[Begin]

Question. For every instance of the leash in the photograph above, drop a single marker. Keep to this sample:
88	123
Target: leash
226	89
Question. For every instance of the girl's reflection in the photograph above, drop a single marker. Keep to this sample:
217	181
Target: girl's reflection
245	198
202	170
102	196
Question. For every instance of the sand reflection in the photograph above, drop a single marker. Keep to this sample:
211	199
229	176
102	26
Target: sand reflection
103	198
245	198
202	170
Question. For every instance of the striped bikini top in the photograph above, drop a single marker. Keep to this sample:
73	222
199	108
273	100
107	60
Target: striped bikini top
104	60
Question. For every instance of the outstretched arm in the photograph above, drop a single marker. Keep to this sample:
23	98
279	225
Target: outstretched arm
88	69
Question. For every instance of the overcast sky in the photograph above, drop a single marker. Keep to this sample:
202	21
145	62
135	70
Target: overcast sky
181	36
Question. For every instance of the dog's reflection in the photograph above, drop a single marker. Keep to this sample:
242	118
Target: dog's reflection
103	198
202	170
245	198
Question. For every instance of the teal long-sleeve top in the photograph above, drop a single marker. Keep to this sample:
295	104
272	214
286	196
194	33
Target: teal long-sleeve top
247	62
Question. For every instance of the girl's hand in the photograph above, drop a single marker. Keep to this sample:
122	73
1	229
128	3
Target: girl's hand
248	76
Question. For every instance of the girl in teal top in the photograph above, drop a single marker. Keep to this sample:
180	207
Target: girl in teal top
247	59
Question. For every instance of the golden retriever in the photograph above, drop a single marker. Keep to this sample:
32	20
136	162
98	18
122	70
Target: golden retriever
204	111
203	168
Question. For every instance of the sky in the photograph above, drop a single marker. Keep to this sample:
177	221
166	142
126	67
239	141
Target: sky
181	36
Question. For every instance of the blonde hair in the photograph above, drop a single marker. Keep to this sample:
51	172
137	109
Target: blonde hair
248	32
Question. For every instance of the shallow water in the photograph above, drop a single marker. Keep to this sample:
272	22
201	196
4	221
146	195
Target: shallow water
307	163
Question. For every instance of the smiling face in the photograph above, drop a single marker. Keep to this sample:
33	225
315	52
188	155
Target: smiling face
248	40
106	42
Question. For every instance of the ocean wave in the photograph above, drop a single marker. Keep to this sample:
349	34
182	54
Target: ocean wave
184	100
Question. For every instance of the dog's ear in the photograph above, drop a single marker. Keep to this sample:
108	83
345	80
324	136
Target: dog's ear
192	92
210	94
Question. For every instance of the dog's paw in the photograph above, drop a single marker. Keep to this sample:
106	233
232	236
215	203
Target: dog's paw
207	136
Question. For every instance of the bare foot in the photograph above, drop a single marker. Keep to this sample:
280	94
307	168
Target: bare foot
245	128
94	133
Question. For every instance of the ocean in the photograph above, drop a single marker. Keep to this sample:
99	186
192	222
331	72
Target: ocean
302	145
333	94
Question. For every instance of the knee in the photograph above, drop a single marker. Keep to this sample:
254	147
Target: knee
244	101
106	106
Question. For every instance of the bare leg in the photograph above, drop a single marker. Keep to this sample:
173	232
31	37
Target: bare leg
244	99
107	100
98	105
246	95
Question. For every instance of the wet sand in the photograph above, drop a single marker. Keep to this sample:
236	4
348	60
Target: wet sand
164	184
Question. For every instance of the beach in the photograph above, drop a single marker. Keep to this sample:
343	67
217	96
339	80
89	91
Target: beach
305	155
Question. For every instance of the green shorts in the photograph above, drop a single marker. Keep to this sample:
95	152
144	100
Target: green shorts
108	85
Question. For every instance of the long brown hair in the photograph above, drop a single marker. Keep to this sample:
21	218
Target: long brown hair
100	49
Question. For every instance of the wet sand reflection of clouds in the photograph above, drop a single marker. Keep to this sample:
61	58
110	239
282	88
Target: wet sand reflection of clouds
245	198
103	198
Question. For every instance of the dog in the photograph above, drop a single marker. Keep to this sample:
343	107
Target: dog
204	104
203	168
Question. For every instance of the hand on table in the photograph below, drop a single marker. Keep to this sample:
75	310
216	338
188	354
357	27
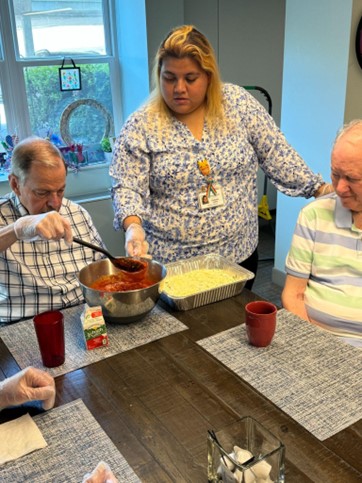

[End]

### WRITTEN EXERCISE
Output every line of the listing above as a numbered list, skipping blank lines and leaving out the picture.

### RESULT
1. Question. For every instance of the leash in the photograph above, drop a single marker. Keep to this sample:
2. 88	123
3. Target: leash
4. 226	89
5. Question. For every instance of the girl's reflection in the photograph above, drop a single marker. Keep to this sample:
6. 217	181
7. Target: girl's reflection
8. 245	198
9. 202	170
10. 102	196
11. Question. For every instance of the sand reflection in the photograph above, drop a single marker. Keep to this sample:
12. 211	199
13. 229	176
14. 102	26
15. Target: sand reflection
16. 103	198
17. 245	198
18. 202	170
19. Question. For every instance of the striped bikini top in the photograph above, drop a single marker. Keep to this sample:
20. 73	222
21. 199	108
22. 273	100
23. 107	60
24. Target: striped bikini top
25. 104	60
26. Question. For every instance of the outstretched arm in the photograph above, drop a single marker. Keep to this sample:
27. 23	98
28. 279	225
29. Target: outstretched arm
30. 88	69
31. Question. For every instance of the overcast sky in the photograph above, drop a single marker. Keep to this sample:
32. 202	21
33. 145	62
34. 135	70
35. Target: overcast sky
36. 181	36
37. Question. For every instance of the dog's reflection in the photograph above, drop a single marker. Keep to this sample:
38. 242	118
39. Target: dog's reflection
40. 103	198
41. 202	170
42. 245	198
43. Question. For every instance of the teal long-sleeve top in the photograph above, drop a single marker. Keep to this sample:
44. 295	104
45. 272	214
46. 286	196
47. 194	33
48. Target: teal long-sleeve top
49. 247	62
50. Question. For every instance of the girl's hand in the photograph above, drop a single marker. Keep to this sample:
51. 122	73
52. 1	229
53. 128	3
54. Target: girl's hand
55. 248	76
56. Question. For every instance of the girl in teal top in the photograph above, drop a single marker. Keep to this sample:
57. 180	207
58. Target: girl in teal top
59. 247	59
60. Question. For every instance of the golden retriever in the photograph above, drop a single marker. Keep to this sample:
61. 32	20
62. 136	162
63. 98	18
64. 122	70
65. Target: golden retriever
66. 204	111
67. 203	168
68. Question. For every instance of the sky in the photograph above, drop a single marker. Keep to this sample:
69. 177	221
70. 166	142
71. 126	67
72. 239	141
73. Target: sky
74. 181	36
75. Question. For every instance of the blonde hair in the photograph above, drop a single marker. Keep to this sample:
76. 51	172
77. 137	109
78. Target: blonde hair
79. 248	32
80. Question. For every instance of the shallow water in the photograph above, drop a single marker. Keep to this sample:
81. 272	22
82. 201	196
83. 4	221
84. 146	195
85. Target: shallow water
86. 307	163
87. Question. For every instance of the smiling face in the photograph above, drop a single marker. Keep to this sample:
88. 33	225
89. 315	52
90. 188	155
91. Target: smiling face
92. 248	40
93. 106	42
94. Question. For every instance of the ocean wave in the photograph above, drop a single marker. Keep to this sample:
95. 349	34
96. 182	54
97. Target: ocean wave
98. 184	100
99. Question. For every instance of the dog's ear in the photograph above, drop a single marker. Keep to this sample:
100. 108	83
101. 345	80
102. 324	136
103. Target: dog's ear
104. 192	92
105. 210	94
106. Question. For every instance of the dog's paw in the photograph above, drop a single marker. Keep to this sample:
107. 106	233
108. 232	236
109. 215	203
110. Target: dog's paw
111. 207	136
112. Question. For every instance of the bare foot in the photograph above, drop a single marker. Keep to this sample:
113. 280	94
114. 307	168
115. Target: bare foot
116. 245	128
117. 94	133
118. Question. For every instance of the ocean in the photograph above, drop a single marker. Keep to this sample:
119. 99	186
120. 192	222
121. 331	72
122. Target: ocean
123. 302	145
124. 333	94
125. Question. For every instance of the knee in the photograph above, drop a single marker. Keep to this sample:
126. 254	147
127. Target: knee
128. 244	101
129. 106	106
130. Question. For every instance of the bare leg in the photograph above, drop a single marker. Keep to this sample:
131. 173	232
132. 31	37
133. Target: bare leg
134. 244	99
135. 107	100
136. 98	105
137. 246	95
138. Question. For every instance of the wet sand in the photograph above, drop a single marker. Keep to this sample:
139. 236	4
140. 348	60
141. Target: wet sand
142. 164	184
143. Question. For every instance of the beach in the photograph above, drop a single marker. Keep to this sample:
144. 343	67
145. 217	96
146. 339	80
147. 89	91
148. Target: beach
149. 305	155
150. Question. For every instance of the green shorts in the photograph above, drop a single marker. Keep to this sample:
151. 95	152
152. 144	100
153. Target: green shorts
154. 108	85
155. Question. For every instance of the long brown hair in the photograph above, drop a single marker. Keep to this sample:
156. 21	218
157. Target: long brown hair
158. 100	49
159. Question. For every instance of the wet sand reflection of clouds in the photograph above, drop a single marker. Keep to this sample:
160. 61	58
161. 110	239
162. 282	88
163. Target: wet sand reflection of clouds
164. 245	198
165. 103	198
166. Question. For every instance of the dog in the photograph above, drop a single marker. Keep to this sample:
167. 343	107
168. Target: dog
169. 204	104
170. 203	168
171. Question. For every instance of the hand on table in the photograph below, drop a single marker. Keep to this sample:
172. 75	310
173. 216	338
174. 188	354
175. 357	27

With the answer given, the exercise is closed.